_THE EXERCISE_
Answer these from the article on the missile protest march below:
(a) How many miles long was the march?
(b) Which three groups organized it?
(c) About how many signatures were collected at the Plumstead Make Merry festival?

_PAGE TEXT_

Around 140 people joined the 4.2 mile march between the two proposed sites for Rapier missiles amid fears locals will be put in grave danger if the weapons are fired.
The missiles were unveiled at Blackheath last month and are expected to return in time for the Olympics to defend the city against a worst-case scenario 9/11-style attack, according to the MoD.
Bearing placards and waving peace flags, the demonstrators strode down the middle of Shooters Hill and along the South Circular Road which police cornered off for the event.
Residents and local groups backed the two hour march organised by Greenwich and Bexley Trades Council (GBT), Campaign for Nuclear Disarmament and Stop the War.
Troops numbered 60 at the start and gathered supporters en route.
GBT spokesman Dave Putson said: "It was really good natured. There was a hell of a lot of support from people driving by.
"People were tooting their horns, shouting and saying 'carry on!'".
He added: "There has been an absolutely deafening silence from the military.
"We are still waiting for Philip Hammond to tell us why he thinks it is appropriate to place the missiles in our communities.
"They keep calling it ‘collateral damage’ but that basically means death and destruction."
Nearly 100 signatures were collected at Plumstead Make Merry festival for the wider South London Against Missiles campaign which is also running an online petition with GBT.
Woolwich and Riverside ward councillor John Fahy said: "People are obviously very worried about missiles being positioned in the centre of South East London communities and in Oxleas Wood.
"It is undemocratic and unfair that people were never consulted about this."
Responding to news of the protest, an MoD spokesman told News Shopper: "The MoD has conducted a number of engagements with local council officials and community groups to explain the requirement for using Ground Based Air Defence Systems as part of the Air Security Plan for the Olympics.
"We are now waiting for a decision to be made by the Government on whether they will be used. The MoD will conduct further engagement with local council and community groups if the decision is made to deploy Ground Based Air Defence Systems."

_DATA EXTRACT_
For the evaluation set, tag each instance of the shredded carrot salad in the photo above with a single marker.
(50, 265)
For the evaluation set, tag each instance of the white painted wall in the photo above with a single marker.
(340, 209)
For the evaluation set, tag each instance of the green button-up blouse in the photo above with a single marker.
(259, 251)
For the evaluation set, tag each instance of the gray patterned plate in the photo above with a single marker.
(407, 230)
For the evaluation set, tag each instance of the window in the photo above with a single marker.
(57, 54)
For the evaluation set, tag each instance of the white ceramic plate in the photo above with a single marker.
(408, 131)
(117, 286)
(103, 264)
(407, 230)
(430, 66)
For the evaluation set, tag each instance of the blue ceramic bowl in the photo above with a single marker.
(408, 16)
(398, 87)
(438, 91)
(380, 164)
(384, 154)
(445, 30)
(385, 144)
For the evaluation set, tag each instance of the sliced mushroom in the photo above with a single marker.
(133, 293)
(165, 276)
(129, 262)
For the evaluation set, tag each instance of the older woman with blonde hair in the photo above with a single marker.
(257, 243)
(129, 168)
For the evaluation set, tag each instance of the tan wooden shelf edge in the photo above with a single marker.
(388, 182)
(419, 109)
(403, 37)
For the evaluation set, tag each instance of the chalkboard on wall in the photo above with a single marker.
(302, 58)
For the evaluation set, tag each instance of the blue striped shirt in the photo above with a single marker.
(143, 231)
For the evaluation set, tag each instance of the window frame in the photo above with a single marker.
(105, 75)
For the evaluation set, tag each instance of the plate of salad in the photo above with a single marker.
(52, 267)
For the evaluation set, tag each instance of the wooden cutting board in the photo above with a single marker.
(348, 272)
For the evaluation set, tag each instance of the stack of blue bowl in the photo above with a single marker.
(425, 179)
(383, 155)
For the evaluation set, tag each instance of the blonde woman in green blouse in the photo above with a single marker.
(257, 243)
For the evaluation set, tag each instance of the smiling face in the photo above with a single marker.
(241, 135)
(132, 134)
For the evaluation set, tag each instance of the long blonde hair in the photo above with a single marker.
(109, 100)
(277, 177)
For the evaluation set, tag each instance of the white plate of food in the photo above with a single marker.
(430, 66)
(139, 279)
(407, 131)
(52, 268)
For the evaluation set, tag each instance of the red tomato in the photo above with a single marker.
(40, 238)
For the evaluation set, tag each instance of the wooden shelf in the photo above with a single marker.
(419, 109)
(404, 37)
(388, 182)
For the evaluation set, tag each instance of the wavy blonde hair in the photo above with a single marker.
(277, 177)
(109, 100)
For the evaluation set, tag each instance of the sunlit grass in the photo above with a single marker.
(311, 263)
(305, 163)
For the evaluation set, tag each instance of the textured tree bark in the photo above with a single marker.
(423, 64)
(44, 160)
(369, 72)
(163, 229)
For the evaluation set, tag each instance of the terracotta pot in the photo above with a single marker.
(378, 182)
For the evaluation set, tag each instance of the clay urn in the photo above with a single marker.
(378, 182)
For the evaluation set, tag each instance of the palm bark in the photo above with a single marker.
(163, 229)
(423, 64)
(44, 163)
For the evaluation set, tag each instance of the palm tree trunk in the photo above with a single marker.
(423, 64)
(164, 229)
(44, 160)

_EXERCISE SOLUTION_
(a) 4.2 miles
(b) Greenwich and Bexley Trades Council (GBT), Campaign for Nuclear Disarmament and Stop the War
(c) Nearly 100